*TASK INPUTS*:
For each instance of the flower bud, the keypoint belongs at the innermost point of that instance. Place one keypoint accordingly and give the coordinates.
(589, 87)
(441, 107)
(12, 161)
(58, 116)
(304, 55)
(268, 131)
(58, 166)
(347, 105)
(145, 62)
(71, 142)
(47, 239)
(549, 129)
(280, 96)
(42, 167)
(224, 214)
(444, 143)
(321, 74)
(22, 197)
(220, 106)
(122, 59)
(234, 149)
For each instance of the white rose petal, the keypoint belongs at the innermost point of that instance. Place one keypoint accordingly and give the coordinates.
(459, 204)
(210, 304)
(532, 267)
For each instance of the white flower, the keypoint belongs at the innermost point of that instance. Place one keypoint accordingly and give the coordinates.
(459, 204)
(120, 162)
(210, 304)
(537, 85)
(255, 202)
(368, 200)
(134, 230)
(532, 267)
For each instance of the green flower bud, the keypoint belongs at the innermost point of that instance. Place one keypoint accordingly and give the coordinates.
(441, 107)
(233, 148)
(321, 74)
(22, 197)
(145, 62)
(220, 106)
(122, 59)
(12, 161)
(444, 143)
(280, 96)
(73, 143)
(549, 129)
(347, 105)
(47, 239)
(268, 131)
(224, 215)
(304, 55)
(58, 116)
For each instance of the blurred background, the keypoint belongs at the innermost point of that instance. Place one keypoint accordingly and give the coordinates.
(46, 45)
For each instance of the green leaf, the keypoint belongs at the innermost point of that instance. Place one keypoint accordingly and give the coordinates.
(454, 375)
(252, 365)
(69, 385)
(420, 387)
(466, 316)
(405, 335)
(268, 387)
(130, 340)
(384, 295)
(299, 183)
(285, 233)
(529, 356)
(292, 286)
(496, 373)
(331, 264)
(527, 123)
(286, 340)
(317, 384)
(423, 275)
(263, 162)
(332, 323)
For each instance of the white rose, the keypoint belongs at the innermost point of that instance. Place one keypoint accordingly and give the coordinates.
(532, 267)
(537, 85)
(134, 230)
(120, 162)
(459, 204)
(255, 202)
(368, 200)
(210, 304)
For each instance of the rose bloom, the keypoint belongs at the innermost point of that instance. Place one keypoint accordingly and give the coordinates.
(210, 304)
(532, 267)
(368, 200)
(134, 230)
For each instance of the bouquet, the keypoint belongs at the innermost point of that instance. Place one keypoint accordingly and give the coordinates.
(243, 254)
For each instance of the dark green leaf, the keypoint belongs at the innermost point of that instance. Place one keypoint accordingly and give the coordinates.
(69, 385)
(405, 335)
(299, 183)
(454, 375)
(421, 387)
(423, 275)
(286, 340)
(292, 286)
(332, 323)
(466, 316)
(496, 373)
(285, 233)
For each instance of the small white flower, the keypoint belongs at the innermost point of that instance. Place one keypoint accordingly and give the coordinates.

...

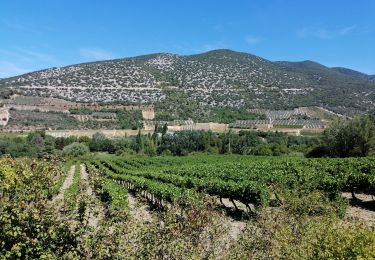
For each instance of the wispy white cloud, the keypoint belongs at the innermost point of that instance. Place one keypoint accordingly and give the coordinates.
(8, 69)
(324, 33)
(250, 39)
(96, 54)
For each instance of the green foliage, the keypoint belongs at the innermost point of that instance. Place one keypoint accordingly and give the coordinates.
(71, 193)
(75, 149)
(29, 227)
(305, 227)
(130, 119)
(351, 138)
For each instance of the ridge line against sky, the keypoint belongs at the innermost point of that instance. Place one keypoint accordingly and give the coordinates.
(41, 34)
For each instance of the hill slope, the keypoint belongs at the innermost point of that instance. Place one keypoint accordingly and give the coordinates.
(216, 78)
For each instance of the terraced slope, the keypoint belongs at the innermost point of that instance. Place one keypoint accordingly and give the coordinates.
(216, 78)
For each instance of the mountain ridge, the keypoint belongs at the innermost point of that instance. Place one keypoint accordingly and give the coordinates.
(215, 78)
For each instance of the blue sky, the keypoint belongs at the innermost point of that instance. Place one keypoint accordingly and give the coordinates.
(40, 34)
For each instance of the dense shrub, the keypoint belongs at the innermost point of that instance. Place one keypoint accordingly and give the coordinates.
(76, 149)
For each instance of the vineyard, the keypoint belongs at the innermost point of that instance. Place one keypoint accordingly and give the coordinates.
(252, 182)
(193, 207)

*PROBLEM STATEMENT*:
Within the material above, output exactly the lines from the one with "For each instance of the green flower" through the one with "For each instance of the small", end lines included, and nothing besides.

*RESULT OF THE TASK*:
For each instance of the green flower bud, the keypoint belongs at the innermost point of that instance. Place one keypoint accordingly and give the coordinates.
(441, 107)
(233, 148)
(321, 74)
(22, 197)
(145, 62)
(220, 106)
(122, 59)
(12, 161)
(444, 143)
(280, 96)
(73, 143)
(549, 129)
(347, 105)
(47, 239)
(268, 131)
(224, 215)
(304, 55)
(58, 116)
For each instance of the blurred background, the keypoint belongs at the innermost point of that instance. Place one keypoint accordingly and give the coordinates.
(46, 45)
For each instance of the green leaf, the keypoint belongs at the innermost point of that instance. Place one keypoint accordingly and give the coordinates.
(454, 375)
(252, 365)
(69, 385)
(420, 387)
(466, 316)
(405, 335)
(268, 387)
(130, 340)
(384, 295)
(299, 183)
(285, 233)
(529, 356)
(292, 286)
(496, 373)
(331, 264)
(527, 123)
(286, 340)
(317, 384)
(423, 275)
(263, 162)
(332, 323)
For each instance of the white rose, the keypoint belongs at the innermost point of that instance. Place one keypoint accordingly and give the coordinates.
(532, 267)
(537, 85)
(134, 230)
(120, 162)
(459, 204)
(255, 202)
(368, 200)
(210, 304)
For each instance of the rose bloom, the keypoint belongs at the innermost point of that instance. Place one keypoint accordingly and give the coordinates.
(210, 304)
(532, 267)
(368, 200)
(134, 230)
For each instance of the bouquet, the keypoint belongs at the innermost point of that instance. Place one keypoint accordingly and give the coordinates.
(243, 254)
For each instance of the dark green leaf, the keypoint belongs at the innermost point of that instance. Place one keypoint accordingly and give the coordinates.
(69, 385)
(405, 335)
(299, 183)
(454, 375)
(421, 387)
(423, 275)
(286, 340)
(292, 286)
(332, 323)
(466, 316)
(496, 373)
(285, 233)
For each instance of the small white flower, the keypoint belongs at the innermost point of that instance. Place one keypoint accordingly and give the coordinates.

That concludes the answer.